Records from a point labeling set:
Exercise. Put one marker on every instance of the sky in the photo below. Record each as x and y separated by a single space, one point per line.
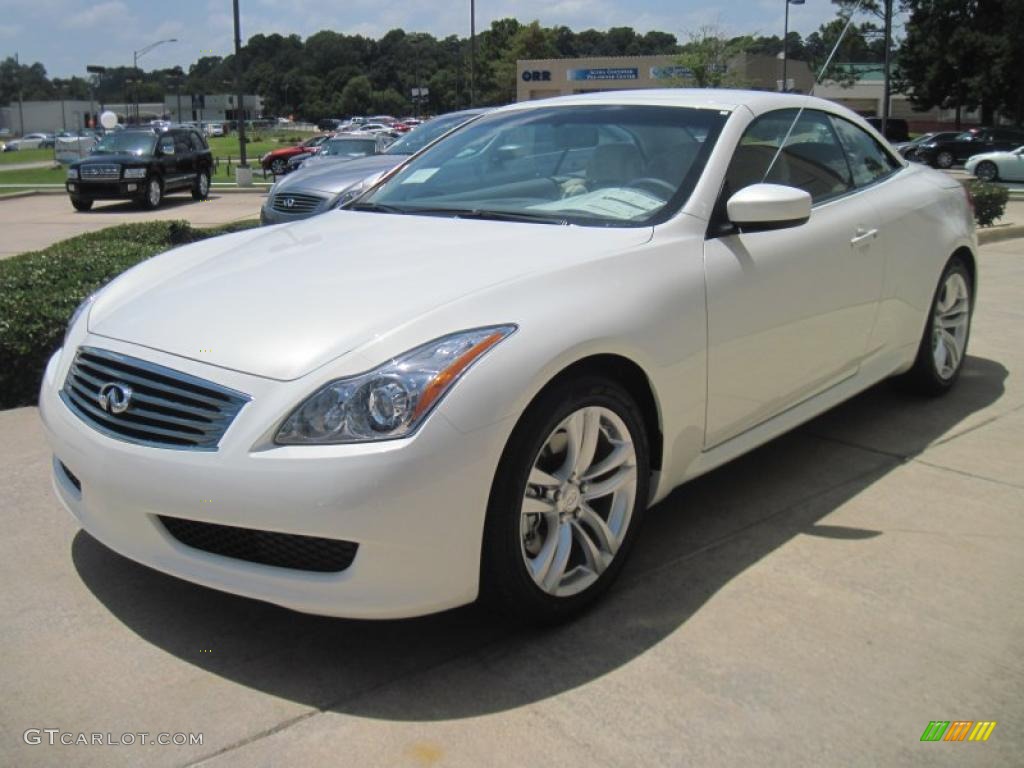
67 35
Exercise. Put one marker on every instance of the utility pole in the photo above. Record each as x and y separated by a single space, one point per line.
20 103
240 111
785 44
887 86
472 52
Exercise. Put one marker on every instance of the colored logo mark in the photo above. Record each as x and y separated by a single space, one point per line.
958 730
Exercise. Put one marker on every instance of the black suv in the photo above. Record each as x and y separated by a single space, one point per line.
956 151
141 164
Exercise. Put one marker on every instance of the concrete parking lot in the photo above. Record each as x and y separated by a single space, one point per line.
816 603
40 220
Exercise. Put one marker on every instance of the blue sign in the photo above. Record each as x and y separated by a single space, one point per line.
606 73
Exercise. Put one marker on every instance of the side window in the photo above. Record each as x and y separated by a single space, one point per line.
805 154
867 160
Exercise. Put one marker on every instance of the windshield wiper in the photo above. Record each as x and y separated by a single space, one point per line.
491 215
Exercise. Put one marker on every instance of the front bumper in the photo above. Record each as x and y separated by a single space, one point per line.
105 189
415 507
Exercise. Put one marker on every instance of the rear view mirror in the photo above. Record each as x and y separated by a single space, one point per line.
769 207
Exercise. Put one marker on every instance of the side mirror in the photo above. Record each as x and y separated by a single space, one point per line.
769 207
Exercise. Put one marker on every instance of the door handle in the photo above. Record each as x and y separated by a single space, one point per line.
862 236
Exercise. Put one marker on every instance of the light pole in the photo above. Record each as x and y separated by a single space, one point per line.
472 52
785 43
138 54
240 110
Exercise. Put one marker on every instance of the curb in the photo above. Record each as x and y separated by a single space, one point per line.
996 236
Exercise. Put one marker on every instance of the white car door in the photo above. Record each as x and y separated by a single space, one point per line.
790 310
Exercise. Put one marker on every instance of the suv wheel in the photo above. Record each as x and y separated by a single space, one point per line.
986 171
153 194
201 189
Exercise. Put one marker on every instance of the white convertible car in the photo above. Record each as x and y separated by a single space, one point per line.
475 380
997 166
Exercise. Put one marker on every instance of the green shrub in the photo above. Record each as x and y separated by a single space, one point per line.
989 202
40 290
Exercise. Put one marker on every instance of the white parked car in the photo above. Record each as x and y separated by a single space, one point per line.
997 166
571 307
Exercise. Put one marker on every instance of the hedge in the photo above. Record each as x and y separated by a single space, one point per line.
40 290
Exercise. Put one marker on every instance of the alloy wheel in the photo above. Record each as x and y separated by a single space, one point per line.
579 500
951 322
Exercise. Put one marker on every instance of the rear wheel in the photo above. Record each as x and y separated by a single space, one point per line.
566 501
943 345
986 171
153 194
201 187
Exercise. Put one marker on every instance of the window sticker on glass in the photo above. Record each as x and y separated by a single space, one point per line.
419 176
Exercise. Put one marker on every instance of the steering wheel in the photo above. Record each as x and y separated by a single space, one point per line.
652 184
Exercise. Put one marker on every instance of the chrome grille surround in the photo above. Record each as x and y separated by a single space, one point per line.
301 203
165 408
99 172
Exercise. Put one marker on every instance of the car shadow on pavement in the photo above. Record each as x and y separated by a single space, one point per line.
131 207
693 544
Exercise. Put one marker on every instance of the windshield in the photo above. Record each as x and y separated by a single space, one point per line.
349 148
126 142
423 134
591 165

**DIRECTIONS:** Skip the pictures, then retype every line above exactly.

**FULL RESPONSE:**
Exercise. Put one marker on every instance of the sky in the photo below. Record each as x and y separated by a single space, one point per line.
67 35
Exercise. Put one marker on every instance of the utility pole in the photo above. Record each as x and y separated by a single space, one point per line.
20 103
240 111
785 44
887 86
472 52
Exercise. Put one marker on every instance of the colored logo mark in the photo above. Record each as x and y separated by a single space, one point per line.
958 730
Exercise. Put one marker on every instance of the black suv in the photo above. Record each as x and y separated by a single space, one point per line.
956 151
141 164
Exercise. Put one marker on every instance of the concrete parking lot in the photo above. Record each as x and y separated by a single space, one point per line.
816 603
40 220
Exercise. Put one marker on every instance of the blue sign in the photo above. Record each as x and y separated by a single space, one point per line.
606 73
Exercise. Put one marker on every instance of the side window in the photo above. Record each as x and y separated by a single space, one point per line.
805 154
867 160
Exercise. Put one marker on every instance of the windshield wiper in the photo above. Record each as x and y separated by a single space, one point per line.
491 215
Exercise. Put one marker on every instance of the front bumper in the photo above. Record each as x and y separated by a single space, one point per line.
105 189
415 507
Exercise. Put one marker on every instance of the rear view mirror in the photo above. Record each as x and y separated by a single space, one point per line.
769 207
Exercise. Put one marker on every instance of the side mirror in the photo above. Record each as x and y separated by a single space, one point per line.
769 207
Exercise. Put one marker on every instance of the door handle in the photo above. Record each as x and y separated by a single space, one point per line.
862 236
Exercise. Put one marker on every instance of the light pole in the photo above. Record each as x and y separated by a single space, one point per line.
472 52
785 43
138 54
240 110
Exercise. Put one marker on every instance of the curb in the photo above. Record each as x and y separated by a single space, one point per line.
996 236
Exercise. Put one marker on every instance of the white car door in the photo above. Record each as x and y separated by a single space, one point per line.
790 310
Exercise. Put one marker on every instance of the suv wheel in the photo above. Record each as x and y separated by a single space, one point per line.
986 171
153 194
201 189
Exercise. Put one marker on every instance of the white convertible car in the photo above. Record each as x and y separated by a single space, one point per line.
475 380
997 166
Exercise. Put one marker on every instance of the green shrub in the photo above. Record each as x and y separated by a single space, one point per line.
989 202
40 290
Exercise. Put one marker on every instance of the white parked car in the photo above. Record each as x and y separated by a single space, one point per line.
997 166
571 307
Exercise. Put one marker on every instance of the hedge in the photo above. Record each as x and y separated by a single space, one point per line.
40 290
Exercise. Put one marker on every instance of the alloy wheel in the photo above. Record each as x and y separated by a single space, one point per line.
579 500
951 322
Exercise. Put one marker on every instance of the rear wheel in the photo above. Record each as x and y separated by a single space, one point per line.
566 501
943 345
986 171
153 194
201 187
Exercise. Put one marker on every instance of the window sticker on glass in the photo above. Record each as x and y separated by a single space, one point per line.
419 176
Exercise. Put one marker on every instance of the steering wheel in the photo above. Record each as x and y separated by a single space, one point per line.
652 184
Exercise. Put one marker on every instance of the chrome grille surround in the photo above. Record each as x and y separated by a single space, one point per line.
301 203
165 408
99 172
Exercise. Put one marker on every instance of the car shadow on pavement in the photo above. Record each as x and y separated by a single space, one point per line.
131 207
693 544
Exercise. Put one marker on every instance of the windshield in the photo above. Record each as x and y separated by a single space, one point per line.
349 148
126 142
423 134
591 165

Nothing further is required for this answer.